> _Written request_
Please find each line in the listing below that contains the string "lane" and copy those lines out in full. Case counts, so only an identical match of uppercase and lowercase letters qualifies.

>> Begin Data to use

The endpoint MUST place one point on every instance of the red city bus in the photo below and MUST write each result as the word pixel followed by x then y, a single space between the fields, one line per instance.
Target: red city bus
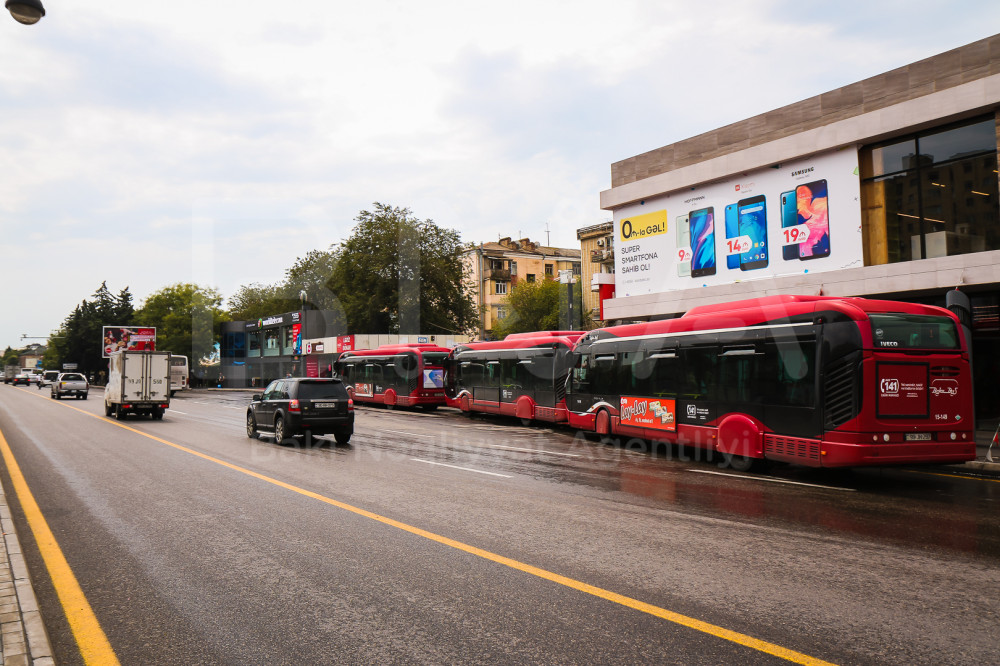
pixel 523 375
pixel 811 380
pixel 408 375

>> End Data to use
>> Begin Data to use

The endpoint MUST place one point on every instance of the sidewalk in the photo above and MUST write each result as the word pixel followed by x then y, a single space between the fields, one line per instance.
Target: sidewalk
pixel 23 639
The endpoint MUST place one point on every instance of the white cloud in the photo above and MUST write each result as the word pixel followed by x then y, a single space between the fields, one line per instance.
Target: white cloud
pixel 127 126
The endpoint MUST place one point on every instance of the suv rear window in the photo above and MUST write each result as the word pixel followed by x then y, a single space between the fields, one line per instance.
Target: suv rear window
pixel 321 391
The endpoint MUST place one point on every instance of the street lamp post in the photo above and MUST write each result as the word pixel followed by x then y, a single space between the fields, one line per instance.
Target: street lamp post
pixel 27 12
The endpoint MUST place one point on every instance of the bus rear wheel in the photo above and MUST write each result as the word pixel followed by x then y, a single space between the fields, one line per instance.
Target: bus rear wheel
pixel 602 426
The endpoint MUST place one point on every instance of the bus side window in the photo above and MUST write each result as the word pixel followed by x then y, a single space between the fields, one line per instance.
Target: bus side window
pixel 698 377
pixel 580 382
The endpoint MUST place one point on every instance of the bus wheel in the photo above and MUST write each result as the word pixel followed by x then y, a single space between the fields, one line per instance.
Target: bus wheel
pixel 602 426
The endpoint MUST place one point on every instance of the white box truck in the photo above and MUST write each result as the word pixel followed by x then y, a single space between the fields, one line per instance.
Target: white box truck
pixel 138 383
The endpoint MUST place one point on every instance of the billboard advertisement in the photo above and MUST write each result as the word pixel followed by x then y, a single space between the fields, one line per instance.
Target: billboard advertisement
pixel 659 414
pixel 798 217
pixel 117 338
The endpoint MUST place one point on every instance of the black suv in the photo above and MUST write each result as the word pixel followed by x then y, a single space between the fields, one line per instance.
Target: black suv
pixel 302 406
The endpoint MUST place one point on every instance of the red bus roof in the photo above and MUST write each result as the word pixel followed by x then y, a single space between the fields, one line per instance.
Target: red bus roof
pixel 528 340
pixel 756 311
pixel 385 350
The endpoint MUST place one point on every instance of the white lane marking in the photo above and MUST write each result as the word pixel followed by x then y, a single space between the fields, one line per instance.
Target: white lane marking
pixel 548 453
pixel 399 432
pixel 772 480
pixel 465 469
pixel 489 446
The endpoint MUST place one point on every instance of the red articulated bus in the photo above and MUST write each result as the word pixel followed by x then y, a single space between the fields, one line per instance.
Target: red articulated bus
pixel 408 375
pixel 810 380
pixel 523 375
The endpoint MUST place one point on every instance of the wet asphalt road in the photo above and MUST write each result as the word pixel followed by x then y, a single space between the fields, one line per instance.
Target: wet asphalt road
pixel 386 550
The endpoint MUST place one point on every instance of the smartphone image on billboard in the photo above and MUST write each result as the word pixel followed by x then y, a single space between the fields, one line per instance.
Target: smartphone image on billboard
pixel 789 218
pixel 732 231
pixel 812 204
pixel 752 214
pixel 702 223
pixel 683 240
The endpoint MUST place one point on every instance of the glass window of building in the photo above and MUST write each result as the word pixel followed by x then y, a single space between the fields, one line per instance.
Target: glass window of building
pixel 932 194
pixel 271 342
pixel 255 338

>> End Data to use

> _Finished task_
The endpoint MUST place one point on every instance of the white lane marking in the photo above and MUST write each result as the word pixel followed by x then y, a single space between the fields, one line per instance.
Target: white lane marking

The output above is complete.